What is asked:
Pick out each line below that contains the word "floral" and copy it.

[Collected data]
========================================================================

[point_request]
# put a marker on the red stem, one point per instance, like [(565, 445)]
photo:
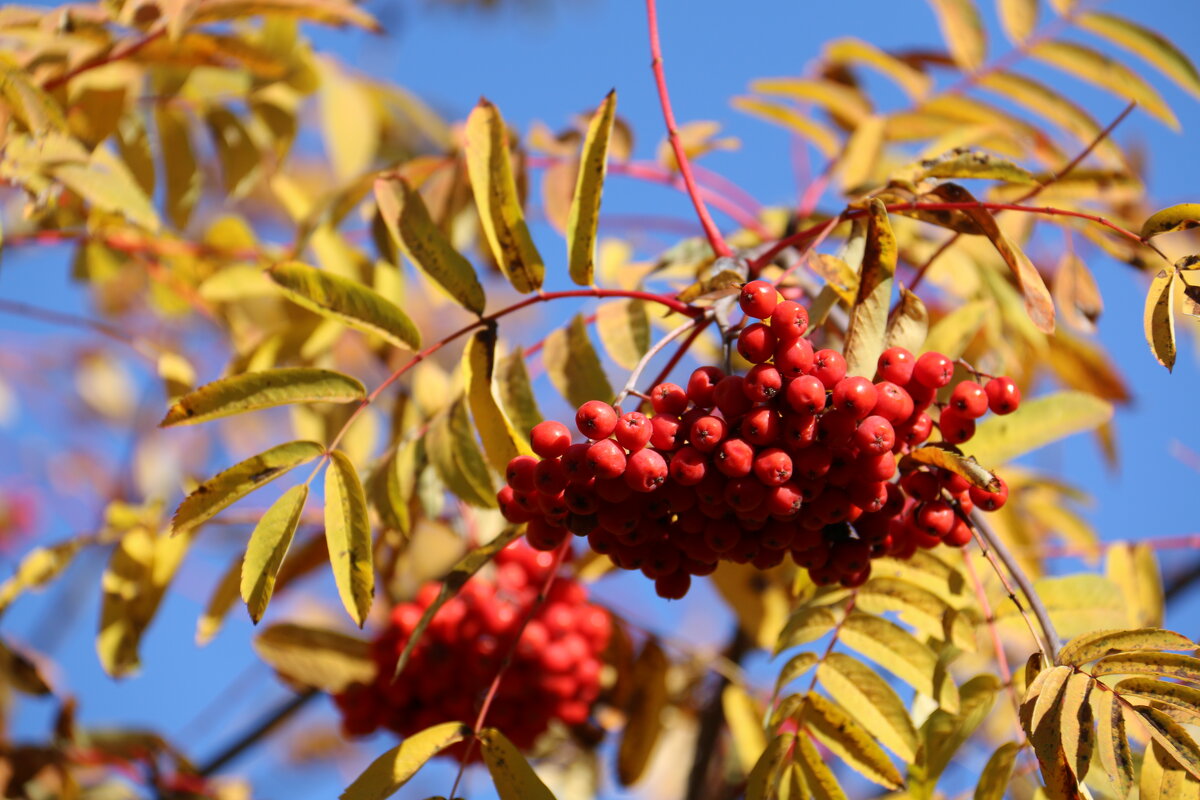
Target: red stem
[(706, 221)]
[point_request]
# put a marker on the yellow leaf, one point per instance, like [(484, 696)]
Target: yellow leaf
[(963, 30), (574, 366), (501, 440), (257, 390), (413, 229), (1139, 40), (348, 535), (1107, 73), (267, 548), (581, 226), (496, 196), (1036, 423), (313, 657), (1176, 217), (1158, 319), (511, 774), (862, 692), (235, 482), (645, 708), (396, 767), (822, 137)]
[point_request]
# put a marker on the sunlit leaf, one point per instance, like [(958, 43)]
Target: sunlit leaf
[(257, 390), (585, 218)]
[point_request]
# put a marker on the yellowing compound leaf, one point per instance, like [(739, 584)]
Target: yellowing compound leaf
[(231, 485), (348, 535), (645, 709), (867, 330), (501, 440), (574, 366), (865, 696), (511, 774), (256, 390), (313, 657), (496, 196), (1036, 423), (267, 548), (1098, 644), (347, 301), (1139, 40), (413, 229), (1158, 318), (964, 31), (1176, 217), (581, 226), (396, 767), (138, 572), (1108, 73)]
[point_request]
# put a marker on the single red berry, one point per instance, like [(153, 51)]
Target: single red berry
[(702, 384), (990, 500), (1003, 396), (759, 299), (607, 458), (875, 434), (897, 365), (550, 439), (933, 370), (634, 431), (595, 420), (828, 367), (969, 400), (756, 343), (646, 470), (669, 398), (789, 320)]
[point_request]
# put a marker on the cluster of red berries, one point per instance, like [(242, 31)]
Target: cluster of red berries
[(792, 457), (555, 673)]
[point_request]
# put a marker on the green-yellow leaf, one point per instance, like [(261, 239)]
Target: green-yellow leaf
[(585, 218), (574, 366), (1109, 74), (1158, 318), (347, 301), (867, 331), (396, 767), (268, 545), (1176, 217), (256, 390), (413, 229), (229, 486), (313, 657), (496, 196), (348, 535), (501, 440), (864, 695), (1036, 423), (1139, 40)]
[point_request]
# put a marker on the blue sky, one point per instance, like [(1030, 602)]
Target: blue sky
[(547, 62)]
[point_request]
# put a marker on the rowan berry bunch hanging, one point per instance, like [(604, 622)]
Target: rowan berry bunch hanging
[(555, 673), (795, 457)]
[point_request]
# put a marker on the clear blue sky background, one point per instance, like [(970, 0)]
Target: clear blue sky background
[(547, 62)]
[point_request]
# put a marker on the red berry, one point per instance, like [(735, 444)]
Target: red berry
[(595, 420), (933, 370), (1003, 396), (759, 299), (756, 343), (669, 398), (969, 400), (550, 439), (789, 320), (634, 431)]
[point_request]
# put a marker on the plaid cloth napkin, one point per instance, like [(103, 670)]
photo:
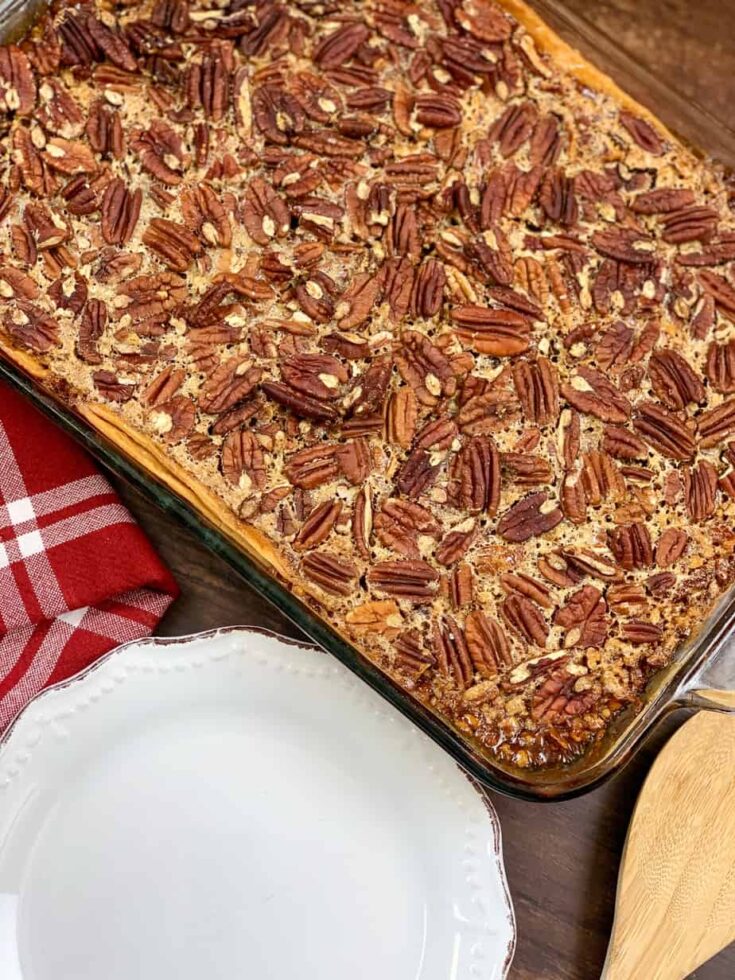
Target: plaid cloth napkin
[(77, 575)]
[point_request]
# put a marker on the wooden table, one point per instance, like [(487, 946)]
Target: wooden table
[(561, 859)]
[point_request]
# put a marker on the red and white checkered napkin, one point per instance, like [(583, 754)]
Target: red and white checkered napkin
[(77, 575)]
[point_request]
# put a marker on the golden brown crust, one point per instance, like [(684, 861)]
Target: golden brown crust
[(456, 364), (573, 61)]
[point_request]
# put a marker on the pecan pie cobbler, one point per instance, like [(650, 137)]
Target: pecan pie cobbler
[(412, 303)]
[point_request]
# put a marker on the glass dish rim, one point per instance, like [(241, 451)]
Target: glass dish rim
[(667, 687)]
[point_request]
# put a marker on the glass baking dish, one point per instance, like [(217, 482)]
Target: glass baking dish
[(703, 664)]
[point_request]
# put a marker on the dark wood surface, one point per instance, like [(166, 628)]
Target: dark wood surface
[(561, 859)]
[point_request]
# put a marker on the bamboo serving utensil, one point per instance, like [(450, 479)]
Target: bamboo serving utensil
[(675, 905)]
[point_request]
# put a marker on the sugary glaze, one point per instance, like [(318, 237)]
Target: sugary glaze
[(411, 302)]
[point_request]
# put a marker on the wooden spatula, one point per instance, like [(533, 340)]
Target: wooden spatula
[(676, 892)]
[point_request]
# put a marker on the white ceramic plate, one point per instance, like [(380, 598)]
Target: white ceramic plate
[(227, 806)]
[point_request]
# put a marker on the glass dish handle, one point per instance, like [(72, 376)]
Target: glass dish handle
[(712, 686)]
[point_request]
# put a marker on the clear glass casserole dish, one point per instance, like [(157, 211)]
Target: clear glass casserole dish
[(677, 684)]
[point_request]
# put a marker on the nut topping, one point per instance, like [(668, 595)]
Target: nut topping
[(445, 328)]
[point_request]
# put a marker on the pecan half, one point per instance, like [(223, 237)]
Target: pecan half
[(318, 525), (32, 327), (452, 654), (721, 366), (500, 333), (300, 404), (717, 424), (399, 523), (530, 517), (312, 467), (590, 392), (632, 546), (228, 384), (700, 490), (362, 521), (477, 476), (664, 431), (172, 242), (119, 212), (425, 368), (536, 383), (526, 619), (525, 469), (17, 82), (205, 215), (454, 544), (243, 461), (265, 215), (673, 380), (622, 443), (487, 643), (414, 581), (333, 574), (638, 632), (584, 618), (401, 415), (670, 547)]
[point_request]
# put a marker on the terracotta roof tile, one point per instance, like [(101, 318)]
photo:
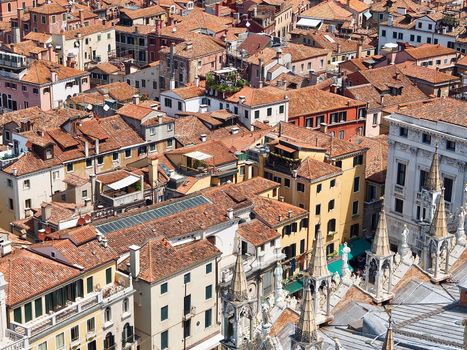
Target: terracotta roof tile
[(28, 274), (429, 50), (119, 91), (376, 156), (257, 233), (309, 100), (316, 140), (258, 97), (40, 72), (160, 260)]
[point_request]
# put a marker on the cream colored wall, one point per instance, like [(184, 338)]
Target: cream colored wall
[(146, 316), (348, 196)]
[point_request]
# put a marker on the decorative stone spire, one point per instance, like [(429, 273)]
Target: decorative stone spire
[(389, 340), (439, 226), (433, 181), (318, 265), (380, 245), (239, 290), (307, 330)]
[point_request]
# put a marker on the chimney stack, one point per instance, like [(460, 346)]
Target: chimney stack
[(81, 17), (134, 260)]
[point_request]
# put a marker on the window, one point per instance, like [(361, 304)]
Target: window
[(398, 205), (107, 314), (358, 160), (401, 170), (38, 307), (209, 268), (187, 278), (17, 315), (89, 284), (91, 325), (164, 313), (60, 341), (74, 333), (27, 312), (300, 187), (187, 328), (423, 176), (318, 209), (403, 132), (354, 230), (447, 184), (187, 304), (356, 184), (108, 275), (208, 292), (426, 138), (208, 318), (355, 208), (165, 340), (331, 226), (450, 145)]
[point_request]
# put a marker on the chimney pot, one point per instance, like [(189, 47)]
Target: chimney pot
[(134, 260)]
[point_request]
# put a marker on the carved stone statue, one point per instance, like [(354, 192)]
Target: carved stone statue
[(460, 232)]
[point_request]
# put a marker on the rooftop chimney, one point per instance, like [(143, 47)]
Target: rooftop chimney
[(134, 260), (323, 127)]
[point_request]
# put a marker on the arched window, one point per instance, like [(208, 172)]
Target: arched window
[(107, 314)]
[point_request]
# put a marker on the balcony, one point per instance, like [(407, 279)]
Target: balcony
[(72, 310), (12, 341)]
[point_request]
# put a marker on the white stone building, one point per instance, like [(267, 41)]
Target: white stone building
[(414, 133)]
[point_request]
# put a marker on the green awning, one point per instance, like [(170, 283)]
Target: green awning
[(294, 286)]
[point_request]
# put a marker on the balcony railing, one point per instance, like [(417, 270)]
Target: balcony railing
[(13, 341), (44, 322)]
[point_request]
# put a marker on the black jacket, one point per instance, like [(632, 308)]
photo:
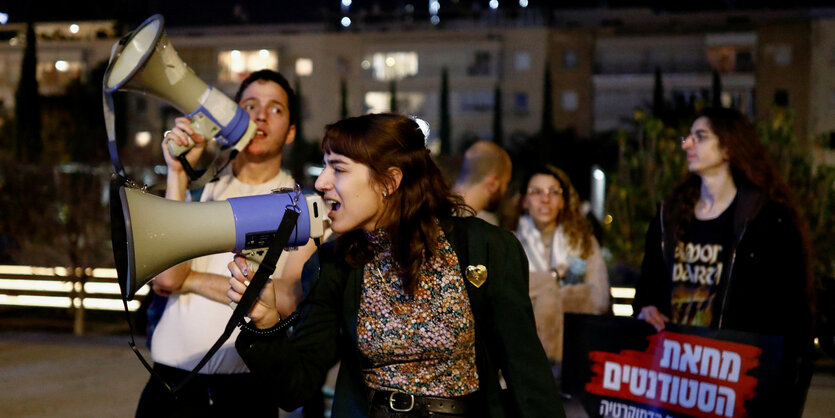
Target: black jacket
[(505, 332), (765, 291)]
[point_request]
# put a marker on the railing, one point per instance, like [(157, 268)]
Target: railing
[(78, 289), (622, 300)]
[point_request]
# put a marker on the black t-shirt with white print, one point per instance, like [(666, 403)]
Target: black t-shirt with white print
[(701, 267)]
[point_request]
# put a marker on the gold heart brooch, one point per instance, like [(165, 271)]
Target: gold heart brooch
[(477, 275)]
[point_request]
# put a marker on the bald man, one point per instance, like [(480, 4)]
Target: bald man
[(483, 178)]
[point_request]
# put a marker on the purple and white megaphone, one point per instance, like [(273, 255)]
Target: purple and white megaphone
[(151, 234), (148, 63)]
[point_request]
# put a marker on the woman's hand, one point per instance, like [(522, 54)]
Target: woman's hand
[(180, 133), (264, 313), (653, 317)]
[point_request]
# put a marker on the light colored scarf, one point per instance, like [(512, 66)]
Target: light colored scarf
[(531, 240)]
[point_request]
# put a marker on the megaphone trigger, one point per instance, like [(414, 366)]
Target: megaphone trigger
[(145, 61)]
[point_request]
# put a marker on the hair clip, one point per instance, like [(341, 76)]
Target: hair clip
[(424, 128)]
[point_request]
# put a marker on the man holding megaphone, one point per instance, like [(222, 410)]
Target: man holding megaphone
[(197, 308)]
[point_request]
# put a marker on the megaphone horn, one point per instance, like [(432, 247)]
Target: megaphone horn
[(149, 64), (151, 234)]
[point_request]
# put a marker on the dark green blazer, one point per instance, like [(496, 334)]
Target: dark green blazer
[(506, 340)]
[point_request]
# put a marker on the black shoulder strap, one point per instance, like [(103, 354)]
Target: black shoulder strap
[(250, 296)]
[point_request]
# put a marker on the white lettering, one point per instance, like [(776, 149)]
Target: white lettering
[(611, 376), (730, 395), (731, 363), (689, 391), (710, 359), (707, 397), (690, 359), (672, 352)]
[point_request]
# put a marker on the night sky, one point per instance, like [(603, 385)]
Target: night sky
[(184, 13)]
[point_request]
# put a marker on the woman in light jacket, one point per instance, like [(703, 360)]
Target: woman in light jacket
[(424, 310), (567, 272)]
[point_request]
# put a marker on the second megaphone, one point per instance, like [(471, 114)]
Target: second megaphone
[(149, 64), (151, 234)]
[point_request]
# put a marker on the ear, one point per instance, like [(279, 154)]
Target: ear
[(395, 176), (291, 135), (492, 183)]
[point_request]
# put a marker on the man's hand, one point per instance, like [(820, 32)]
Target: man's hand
[(180, 134), (264, 313), (653, 317)]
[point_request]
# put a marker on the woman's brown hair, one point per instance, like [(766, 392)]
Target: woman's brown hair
[(382, 142), (574, 224)]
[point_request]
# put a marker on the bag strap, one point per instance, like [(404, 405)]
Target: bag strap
[(250, 296)]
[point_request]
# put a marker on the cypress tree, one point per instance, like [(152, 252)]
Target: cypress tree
[(343, 99), (28, 105), (393, 96), (444, 131), (547, 129), (716, 90), (498, 126), (658, 94)]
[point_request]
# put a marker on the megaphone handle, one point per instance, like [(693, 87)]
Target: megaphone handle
[(178, 150), (192, 174), (253, 291)]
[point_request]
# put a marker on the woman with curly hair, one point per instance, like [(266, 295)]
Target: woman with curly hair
[(728, 250), (567, 272), (425, 311)]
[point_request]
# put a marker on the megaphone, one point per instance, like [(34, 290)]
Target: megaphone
[(151, 234), (149, 64)]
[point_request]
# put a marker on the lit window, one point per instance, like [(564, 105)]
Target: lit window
[(236, 65), (411, 103), (392, 65), (480, 64), (55, 75), (520, 103), (477, 101), (522, 61), (304, 67), (782, 55), (143, 138), (62, 65), (570, 100), (570, 59)]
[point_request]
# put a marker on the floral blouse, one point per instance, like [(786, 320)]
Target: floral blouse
[(423, 344)]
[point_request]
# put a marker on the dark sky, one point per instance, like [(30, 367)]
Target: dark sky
[(180, 12)]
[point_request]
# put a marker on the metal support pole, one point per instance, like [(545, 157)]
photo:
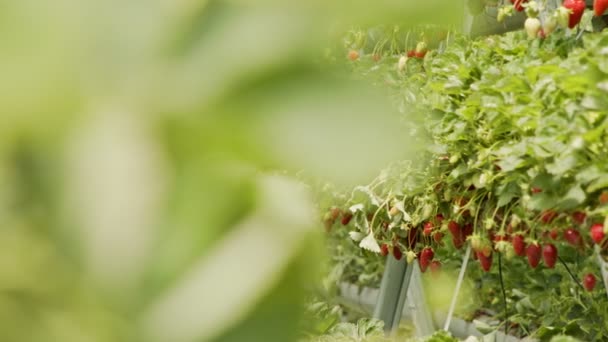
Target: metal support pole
[(393, 293)]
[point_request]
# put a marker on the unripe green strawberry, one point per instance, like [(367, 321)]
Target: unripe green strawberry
[(589, 282), (402, 62), (550, 25), (598, 233)]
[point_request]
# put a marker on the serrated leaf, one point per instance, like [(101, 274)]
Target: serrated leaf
[(562, 165), (356, 236), (542, 201), (598, 184), (372, 197), (370, 243), (357, 207), (510, 163), (573, 198)]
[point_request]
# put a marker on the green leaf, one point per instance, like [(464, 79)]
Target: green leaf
[(598, 184), (575, 197), (562, 164)]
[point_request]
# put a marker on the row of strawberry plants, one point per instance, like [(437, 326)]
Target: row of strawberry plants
[(518, 132)]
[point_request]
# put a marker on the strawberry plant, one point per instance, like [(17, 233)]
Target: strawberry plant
[(517, 131)]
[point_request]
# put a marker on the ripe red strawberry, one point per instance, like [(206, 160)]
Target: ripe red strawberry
[(420, 54), (384, 249), (533, 252), (435, 267), (589, 282), (550, 255), (335, 213), (579, 217), (437, 237), (517, 4), (599, 7), (428, 229), (454, 228), (548, 216), (397, 252), (536, 190), (426, 256), (500, 237), (458, 242), (457, 236), (573, 237), (554, 234), (519, 246), (597, 233), (346, 217), (467, 230), (578, 8), (412, 237), (485, 260), (603, 197)]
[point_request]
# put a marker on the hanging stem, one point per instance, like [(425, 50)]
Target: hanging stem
[(504, 294), (570, 273), (457, 290)]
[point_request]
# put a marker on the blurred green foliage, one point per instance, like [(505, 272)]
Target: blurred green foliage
[(142, 146)]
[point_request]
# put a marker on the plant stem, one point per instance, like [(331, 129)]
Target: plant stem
[(570, 273), (504, 294)]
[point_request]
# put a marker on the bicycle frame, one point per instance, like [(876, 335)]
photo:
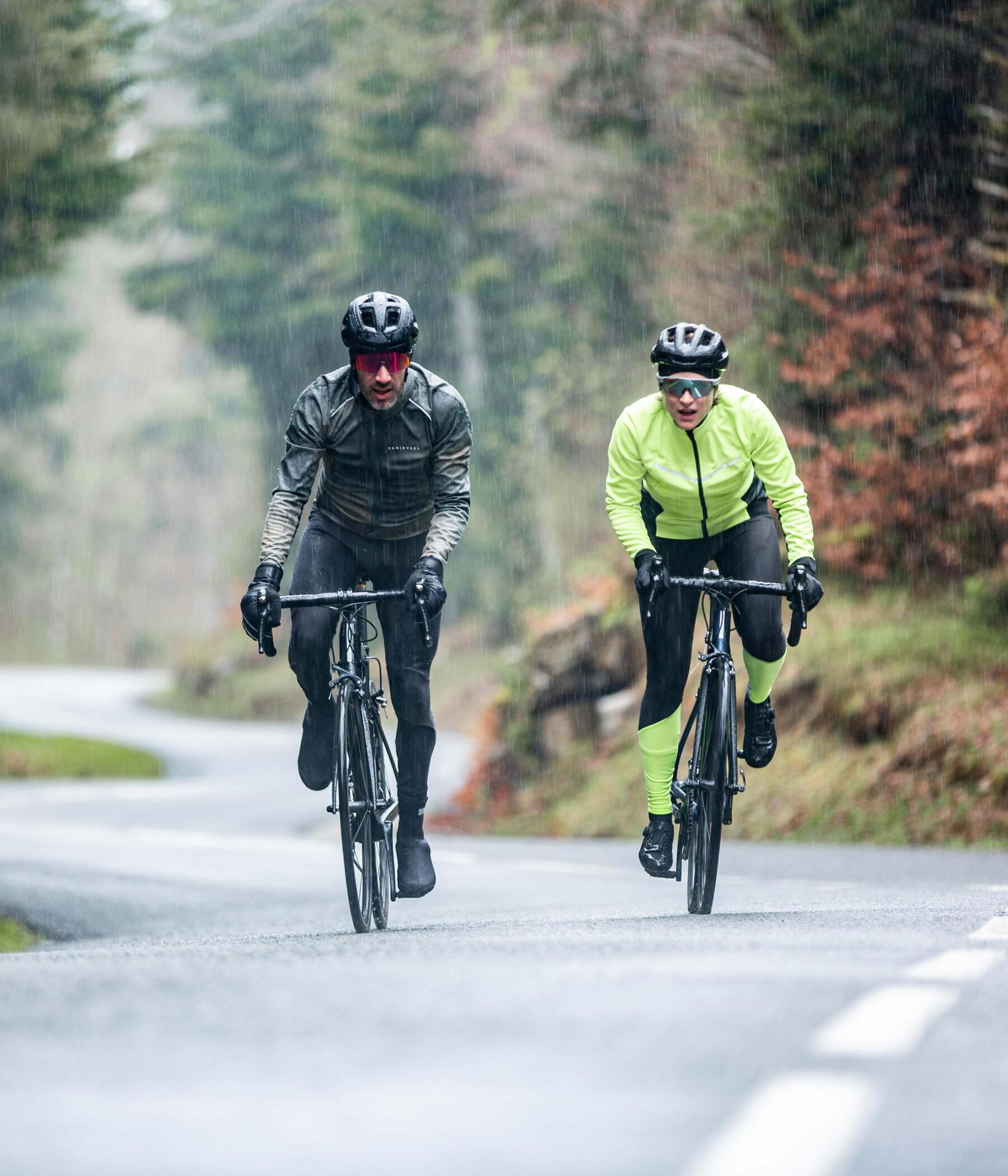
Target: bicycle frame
[(693, 795)]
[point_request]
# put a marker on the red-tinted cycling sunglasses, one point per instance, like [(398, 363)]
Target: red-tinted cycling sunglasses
[(373, 362)]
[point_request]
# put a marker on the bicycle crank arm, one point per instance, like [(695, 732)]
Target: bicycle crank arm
[(678, 787), (391, 812)]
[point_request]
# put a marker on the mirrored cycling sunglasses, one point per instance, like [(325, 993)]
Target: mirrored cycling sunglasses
[(697, 386), (373, 362)]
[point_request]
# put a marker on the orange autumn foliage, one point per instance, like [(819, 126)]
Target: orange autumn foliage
[(906, 392)]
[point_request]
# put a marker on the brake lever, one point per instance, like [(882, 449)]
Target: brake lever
[(420, 595), (657, 568), (799, 610), (265, 633)]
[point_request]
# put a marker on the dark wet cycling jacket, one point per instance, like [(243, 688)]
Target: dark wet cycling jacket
[(391, 474)]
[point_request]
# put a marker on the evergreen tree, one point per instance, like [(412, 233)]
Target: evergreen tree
[(62, 95)]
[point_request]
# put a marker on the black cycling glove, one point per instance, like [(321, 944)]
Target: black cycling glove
[(645, 577), (268, 577), (427, 571), (813, 589)]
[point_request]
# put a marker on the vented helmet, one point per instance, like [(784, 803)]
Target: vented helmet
[(380, 323), (690, 347)]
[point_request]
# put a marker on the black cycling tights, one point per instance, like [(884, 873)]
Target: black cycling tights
[(331, 558), (747, 552)]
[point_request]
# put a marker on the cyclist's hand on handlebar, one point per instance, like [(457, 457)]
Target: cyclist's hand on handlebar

========================================================================

Solution:
# put a marker on the floral blouse, one point per instance, like [(786, 320)]
Target: floral blouse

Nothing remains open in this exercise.